>>>

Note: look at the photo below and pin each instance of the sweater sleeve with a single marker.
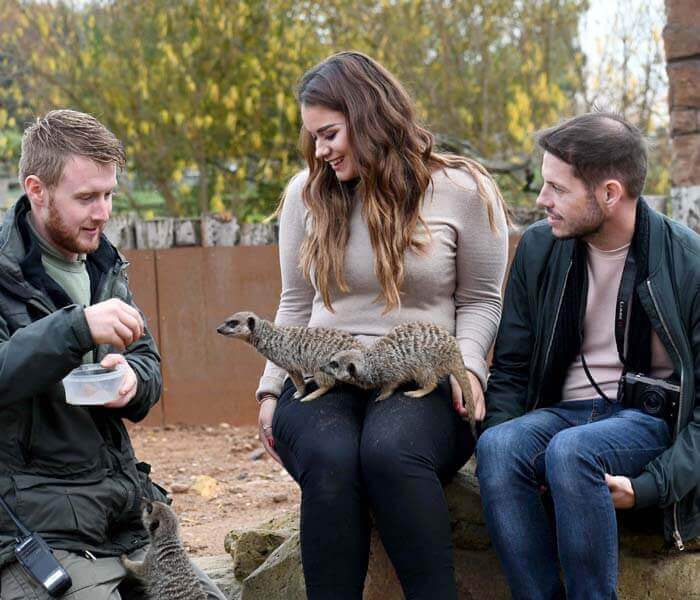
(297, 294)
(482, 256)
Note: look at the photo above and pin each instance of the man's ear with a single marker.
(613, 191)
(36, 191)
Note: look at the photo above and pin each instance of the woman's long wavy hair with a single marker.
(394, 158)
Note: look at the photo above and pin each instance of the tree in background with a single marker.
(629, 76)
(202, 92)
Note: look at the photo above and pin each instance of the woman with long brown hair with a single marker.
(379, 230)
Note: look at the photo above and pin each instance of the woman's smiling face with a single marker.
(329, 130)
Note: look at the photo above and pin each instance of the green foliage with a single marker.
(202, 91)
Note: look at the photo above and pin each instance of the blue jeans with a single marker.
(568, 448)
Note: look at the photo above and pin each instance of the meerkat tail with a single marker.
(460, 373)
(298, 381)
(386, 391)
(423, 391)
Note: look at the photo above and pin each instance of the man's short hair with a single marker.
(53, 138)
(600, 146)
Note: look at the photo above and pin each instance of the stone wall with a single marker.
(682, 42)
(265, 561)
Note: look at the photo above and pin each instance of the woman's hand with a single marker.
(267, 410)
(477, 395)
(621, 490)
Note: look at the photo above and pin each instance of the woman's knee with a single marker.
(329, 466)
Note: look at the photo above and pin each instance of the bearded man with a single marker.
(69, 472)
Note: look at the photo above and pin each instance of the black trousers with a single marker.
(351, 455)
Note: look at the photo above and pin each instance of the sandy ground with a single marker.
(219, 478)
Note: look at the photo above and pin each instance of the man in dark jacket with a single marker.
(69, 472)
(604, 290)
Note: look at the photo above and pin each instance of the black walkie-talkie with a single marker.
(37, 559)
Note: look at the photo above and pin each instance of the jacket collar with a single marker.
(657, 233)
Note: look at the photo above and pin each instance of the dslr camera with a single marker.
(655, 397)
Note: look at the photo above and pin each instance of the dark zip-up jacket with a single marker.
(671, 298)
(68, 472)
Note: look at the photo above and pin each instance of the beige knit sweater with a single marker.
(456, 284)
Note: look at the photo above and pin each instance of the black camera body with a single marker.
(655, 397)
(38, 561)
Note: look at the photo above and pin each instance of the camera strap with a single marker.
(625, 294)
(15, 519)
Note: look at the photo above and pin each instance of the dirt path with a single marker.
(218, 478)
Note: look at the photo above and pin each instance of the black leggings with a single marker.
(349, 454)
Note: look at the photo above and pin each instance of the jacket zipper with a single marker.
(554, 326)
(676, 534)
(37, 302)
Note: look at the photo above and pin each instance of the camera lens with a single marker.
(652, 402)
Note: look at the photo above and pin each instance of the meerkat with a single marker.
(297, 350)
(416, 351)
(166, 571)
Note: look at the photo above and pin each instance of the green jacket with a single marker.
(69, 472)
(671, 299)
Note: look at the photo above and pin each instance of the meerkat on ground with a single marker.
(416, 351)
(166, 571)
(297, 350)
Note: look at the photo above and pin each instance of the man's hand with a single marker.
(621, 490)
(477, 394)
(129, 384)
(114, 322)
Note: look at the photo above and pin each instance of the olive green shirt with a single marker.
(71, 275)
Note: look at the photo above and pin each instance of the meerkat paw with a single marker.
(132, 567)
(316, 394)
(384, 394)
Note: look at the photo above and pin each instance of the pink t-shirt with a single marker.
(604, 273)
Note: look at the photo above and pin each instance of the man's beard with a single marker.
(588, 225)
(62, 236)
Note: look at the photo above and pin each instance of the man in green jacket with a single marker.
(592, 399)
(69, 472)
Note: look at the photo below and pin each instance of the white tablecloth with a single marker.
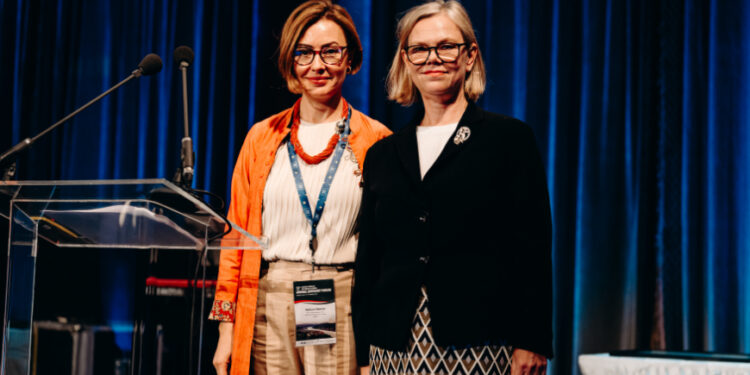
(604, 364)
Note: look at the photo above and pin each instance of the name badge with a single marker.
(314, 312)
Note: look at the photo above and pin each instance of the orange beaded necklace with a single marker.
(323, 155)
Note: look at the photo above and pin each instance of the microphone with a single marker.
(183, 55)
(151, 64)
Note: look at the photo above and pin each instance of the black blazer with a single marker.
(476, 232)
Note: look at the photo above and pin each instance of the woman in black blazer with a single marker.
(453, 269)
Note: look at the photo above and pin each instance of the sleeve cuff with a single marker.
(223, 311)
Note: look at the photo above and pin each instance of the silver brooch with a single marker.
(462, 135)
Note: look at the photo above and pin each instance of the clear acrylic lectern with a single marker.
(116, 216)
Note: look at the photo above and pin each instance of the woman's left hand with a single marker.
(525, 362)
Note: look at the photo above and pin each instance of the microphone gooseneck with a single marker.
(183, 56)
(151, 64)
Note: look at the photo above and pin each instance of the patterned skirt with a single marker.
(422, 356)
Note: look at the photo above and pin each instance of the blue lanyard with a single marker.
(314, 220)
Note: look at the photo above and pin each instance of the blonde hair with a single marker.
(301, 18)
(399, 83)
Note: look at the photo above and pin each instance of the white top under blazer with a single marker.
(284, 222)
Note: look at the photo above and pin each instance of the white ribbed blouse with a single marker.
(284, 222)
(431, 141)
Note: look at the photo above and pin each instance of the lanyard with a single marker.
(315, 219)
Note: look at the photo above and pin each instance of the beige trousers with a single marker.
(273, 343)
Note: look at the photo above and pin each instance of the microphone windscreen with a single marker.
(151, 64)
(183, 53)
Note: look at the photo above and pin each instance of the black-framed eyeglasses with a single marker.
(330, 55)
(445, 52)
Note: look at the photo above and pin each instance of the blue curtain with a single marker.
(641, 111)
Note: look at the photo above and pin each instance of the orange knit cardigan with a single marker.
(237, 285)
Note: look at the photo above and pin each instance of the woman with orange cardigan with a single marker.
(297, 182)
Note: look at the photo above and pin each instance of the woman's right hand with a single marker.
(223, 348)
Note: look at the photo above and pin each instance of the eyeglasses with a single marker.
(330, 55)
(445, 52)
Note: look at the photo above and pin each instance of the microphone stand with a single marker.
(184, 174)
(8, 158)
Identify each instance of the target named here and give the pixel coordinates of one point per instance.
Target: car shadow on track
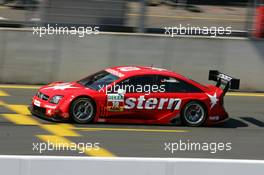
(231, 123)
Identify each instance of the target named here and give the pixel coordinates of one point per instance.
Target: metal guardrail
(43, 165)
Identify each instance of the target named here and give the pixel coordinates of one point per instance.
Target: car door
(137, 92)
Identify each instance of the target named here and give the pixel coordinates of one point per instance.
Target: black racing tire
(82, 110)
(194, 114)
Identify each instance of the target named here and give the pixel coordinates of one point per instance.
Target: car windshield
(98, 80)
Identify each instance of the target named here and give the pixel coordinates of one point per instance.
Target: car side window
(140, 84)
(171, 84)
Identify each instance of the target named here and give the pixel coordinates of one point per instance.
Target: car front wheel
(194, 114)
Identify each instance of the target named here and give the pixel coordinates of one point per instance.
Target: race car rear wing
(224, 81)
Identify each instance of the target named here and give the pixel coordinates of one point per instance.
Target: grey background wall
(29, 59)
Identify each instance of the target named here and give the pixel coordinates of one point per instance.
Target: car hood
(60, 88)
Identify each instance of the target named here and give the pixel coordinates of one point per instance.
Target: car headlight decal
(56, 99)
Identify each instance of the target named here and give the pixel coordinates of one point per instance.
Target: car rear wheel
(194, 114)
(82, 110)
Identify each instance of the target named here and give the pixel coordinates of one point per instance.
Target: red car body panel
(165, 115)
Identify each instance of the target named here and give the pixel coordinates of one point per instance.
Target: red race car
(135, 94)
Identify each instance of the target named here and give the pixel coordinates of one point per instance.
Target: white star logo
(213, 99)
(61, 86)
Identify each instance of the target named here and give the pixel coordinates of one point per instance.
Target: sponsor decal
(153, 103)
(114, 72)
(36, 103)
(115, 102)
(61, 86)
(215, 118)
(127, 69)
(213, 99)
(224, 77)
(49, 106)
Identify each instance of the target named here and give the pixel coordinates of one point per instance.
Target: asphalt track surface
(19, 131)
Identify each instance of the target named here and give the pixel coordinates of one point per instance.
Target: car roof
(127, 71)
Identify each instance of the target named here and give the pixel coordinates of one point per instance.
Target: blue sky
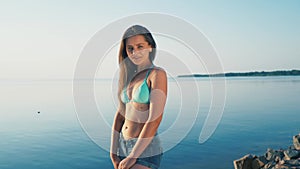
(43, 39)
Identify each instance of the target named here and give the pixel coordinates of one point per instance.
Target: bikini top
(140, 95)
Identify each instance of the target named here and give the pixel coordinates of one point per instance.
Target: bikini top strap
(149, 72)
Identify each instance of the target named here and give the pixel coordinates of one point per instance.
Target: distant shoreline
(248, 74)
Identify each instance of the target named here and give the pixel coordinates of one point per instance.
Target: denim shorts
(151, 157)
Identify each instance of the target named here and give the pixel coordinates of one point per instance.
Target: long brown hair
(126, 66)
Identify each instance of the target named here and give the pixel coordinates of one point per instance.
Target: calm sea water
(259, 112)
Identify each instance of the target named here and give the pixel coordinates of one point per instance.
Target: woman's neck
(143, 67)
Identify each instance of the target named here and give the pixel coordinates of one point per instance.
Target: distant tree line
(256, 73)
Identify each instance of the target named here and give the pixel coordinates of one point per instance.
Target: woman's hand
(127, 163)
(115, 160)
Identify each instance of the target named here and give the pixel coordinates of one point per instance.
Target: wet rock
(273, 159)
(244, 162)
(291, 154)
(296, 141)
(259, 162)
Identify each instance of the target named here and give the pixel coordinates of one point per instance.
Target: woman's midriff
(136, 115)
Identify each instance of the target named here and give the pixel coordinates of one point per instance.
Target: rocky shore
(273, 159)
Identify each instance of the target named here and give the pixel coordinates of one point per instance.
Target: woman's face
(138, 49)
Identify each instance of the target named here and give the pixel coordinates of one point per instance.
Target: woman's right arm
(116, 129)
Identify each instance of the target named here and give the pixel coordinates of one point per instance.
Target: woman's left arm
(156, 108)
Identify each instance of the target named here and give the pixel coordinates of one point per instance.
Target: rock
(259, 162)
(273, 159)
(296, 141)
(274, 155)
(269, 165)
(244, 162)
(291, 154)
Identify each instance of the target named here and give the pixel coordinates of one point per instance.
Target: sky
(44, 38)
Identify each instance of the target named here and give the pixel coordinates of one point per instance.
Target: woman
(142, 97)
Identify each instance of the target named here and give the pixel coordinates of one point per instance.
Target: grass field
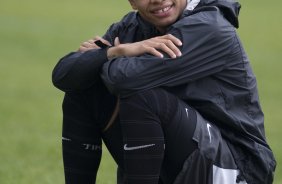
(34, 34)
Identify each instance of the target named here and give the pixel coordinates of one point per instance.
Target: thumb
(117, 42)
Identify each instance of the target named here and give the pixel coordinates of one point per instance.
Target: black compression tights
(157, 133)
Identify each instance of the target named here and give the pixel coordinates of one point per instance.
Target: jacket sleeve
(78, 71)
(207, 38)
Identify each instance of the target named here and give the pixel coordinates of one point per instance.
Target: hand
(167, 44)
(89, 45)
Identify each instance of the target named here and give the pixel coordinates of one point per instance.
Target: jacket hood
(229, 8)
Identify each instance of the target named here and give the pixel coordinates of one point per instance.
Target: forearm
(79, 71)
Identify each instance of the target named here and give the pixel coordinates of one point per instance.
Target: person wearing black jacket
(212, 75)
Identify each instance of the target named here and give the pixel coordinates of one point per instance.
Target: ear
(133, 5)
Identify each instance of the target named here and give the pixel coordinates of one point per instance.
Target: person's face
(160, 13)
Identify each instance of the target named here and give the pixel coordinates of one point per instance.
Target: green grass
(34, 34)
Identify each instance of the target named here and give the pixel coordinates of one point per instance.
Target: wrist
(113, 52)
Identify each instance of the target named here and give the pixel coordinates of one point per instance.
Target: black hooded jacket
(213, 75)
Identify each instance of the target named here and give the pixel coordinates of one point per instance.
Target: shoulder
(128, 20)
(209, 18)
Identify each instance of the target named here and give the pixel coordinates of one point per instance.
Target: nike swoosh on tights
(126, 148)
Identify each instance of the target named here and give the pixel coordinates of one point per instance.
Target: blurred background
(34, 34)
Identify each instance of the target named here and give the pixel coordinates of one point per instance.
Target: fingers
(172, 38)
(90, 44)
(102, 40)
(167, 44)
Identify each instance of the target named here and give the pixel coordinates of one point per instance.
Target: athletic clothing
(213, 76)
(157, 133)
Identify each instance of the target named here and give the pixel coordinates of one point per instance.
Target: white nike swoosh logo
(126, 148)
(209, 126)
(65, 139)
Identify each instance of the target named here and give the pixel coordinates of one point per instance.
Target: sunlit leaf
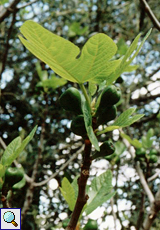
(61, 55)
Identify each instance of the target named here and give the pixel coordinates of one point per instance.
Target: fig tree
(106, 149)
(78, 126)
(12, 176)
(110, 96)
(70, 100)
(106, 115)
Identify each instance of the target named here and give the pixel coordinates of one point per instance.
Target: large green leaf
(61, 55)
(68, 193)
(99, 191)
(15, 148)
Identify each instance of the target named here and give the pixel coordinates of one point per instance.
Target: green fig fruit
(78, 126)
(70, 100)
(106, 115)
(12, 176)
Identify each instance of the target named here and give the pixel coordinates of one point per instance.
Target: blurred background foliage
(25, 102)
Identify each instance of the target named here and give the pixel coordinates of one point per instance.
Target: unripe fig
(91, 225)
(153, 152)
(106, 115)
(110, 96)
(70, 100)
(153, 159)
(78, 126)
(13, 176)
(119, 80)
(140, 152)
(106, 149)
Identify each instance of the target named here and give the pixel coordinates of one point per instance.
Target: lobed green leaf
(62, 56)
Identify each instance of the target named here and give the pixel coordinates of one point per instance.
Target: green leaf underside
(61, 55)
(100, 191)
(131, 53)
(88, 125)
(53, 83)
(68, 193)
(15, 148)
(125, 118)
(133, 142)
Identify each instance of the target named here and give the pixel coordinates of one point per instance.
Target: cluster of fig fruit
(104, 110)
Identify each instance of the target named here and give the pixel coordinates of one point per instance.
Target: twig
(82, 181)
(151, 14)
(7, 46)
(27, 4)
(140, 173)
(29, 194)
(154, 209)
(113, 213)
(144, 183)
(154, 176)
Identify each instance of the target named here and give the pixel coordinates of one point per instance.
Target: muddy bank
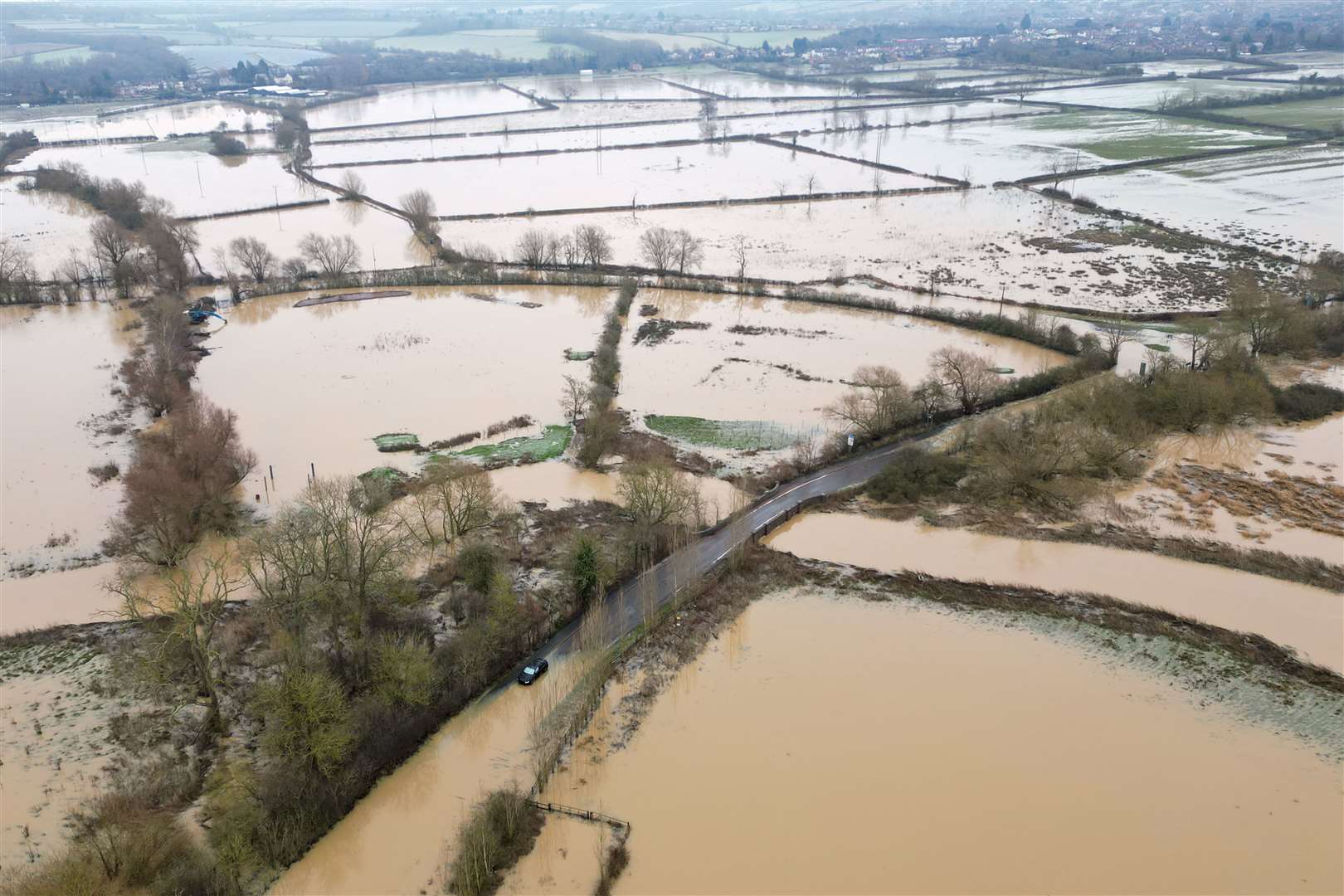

<<<

- [Action item] The answer must be an exact copy of the lines from the one with "Target: unripe fig" through the final line above, both ends included, and nothing else; pictures stay out.

- [Response below]
Target: unripe fig
(91, 225)
(153, 152)
(106, 115)
(110, 96)
(70, 100)
(153, 159)
(78, 126)
(13, 176)
(119, 80)
(140, 152)
(106, 149)
Identify each instance of the target named here and give the pixel coordinates of one point per instance.
Target: lobed green leaf
(62, 56)
Identify each instance of the target named here and give the pixel coordinates of one point per instance.
Target: green leaf underside
(61, 55)
(100, 191)
(131, 53)
(88, 125)
(53, 83)
(68, 193)
(15, 148)
(125, 118)
(133, 142)
Identify each instance of the target named here and give the pixel coordinates of one point per instance.
Target: cluster of fig fruit
(104, 110)
Identify each instance of the target named here and give the pixel coordinates of one point per instance.
Target: twig
(82, 181)
(151, 14)
(7, 46)
(27, 4)
(140, 173)
(29, 194)
(154, 209)
(113, 213)
(144, 183)
(154, 176)
Identify each instance of the target named here and give the pixel coordinates of one point per instance.
Target: muddy bank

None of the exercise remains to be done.